BY TEAGAN WEBB ’18
For anyone who spends time at either of Mount Holyoke’s lakes, Jorge the goose is a constant, honking presence. Despite his pervasiveness and presence in our community, little is known about him.
Jorge is a female pilgrim goose, a domestic breed in the United States. The pilgrim goose was first bred in Iowa by Oscar Grow and named for its “pilgrimage” to Missouri when he and his wife were relocated by the Great Depression, according to American Livestock Breeds Conservancy News. It was not until 1939 that the breed was accepted by the American Poultry Association’s Standard of Perfection, the fundamental text on all poultry paragons. Jorge is also a member of the Livestock Conservancy and protected under Massachusetts Law as wild waterfowl. This is because pilgrim geese are a heritage breed and their history and genetics are being documented. Determining heritage breeds is an “art” which increases the value and motivation to reproduce the species, according to the Livestock Conservancy.
Pilgrim Geese are the only standardized geese which are “auto-sexing” — meaning that the sexes are different colors. Males, or ganders, have gray plumage while females are all white. Pilgrim geese are often about 14 pounds, when they aren’t being fed bagels by first-years. They are also known for being docile according to the website pilgrimgeese.co.uk, although anybody who has ever eaten near Lower Lake will tell you, Jorge is not.

** Tasks for this exercise **
• a. Translate this sentence from the article about Jorge the goose into Spanish: "Males, or ganders, have gray plumage while females are all white."
• b. Name every U.S. state mentioned in the article about Jorge the goose.
• c. Rewrite the paragraph of the article about Jorge the goose that begins "Pilgrim Geese are the only standardized geese" as a short bulleted list that keeps its main facts.

** Data for review **
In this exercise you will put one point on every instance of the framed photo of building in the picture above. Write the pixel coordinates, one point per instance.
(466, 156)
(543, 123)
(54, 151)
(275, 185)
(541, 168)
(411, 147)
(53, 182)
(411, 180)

** Results **
• a. Los machos, o gansos machos, tienen el plumaje gris, mientras que las hembras son completamente blancas.

• b. Iowa, Missouri, Massachusetts

• c.
- Pilgrim geese are the only standardized geese that are "auto-sexing," meaning males and females are different colors.
- Males (ganders) have gray plumage, and females are all white.
- They often weigh about 14 pounds.
- The website pilgrimgeese.co.uk calls them docile, but anyone who has eaten near Lower Lake knows Jorge is not.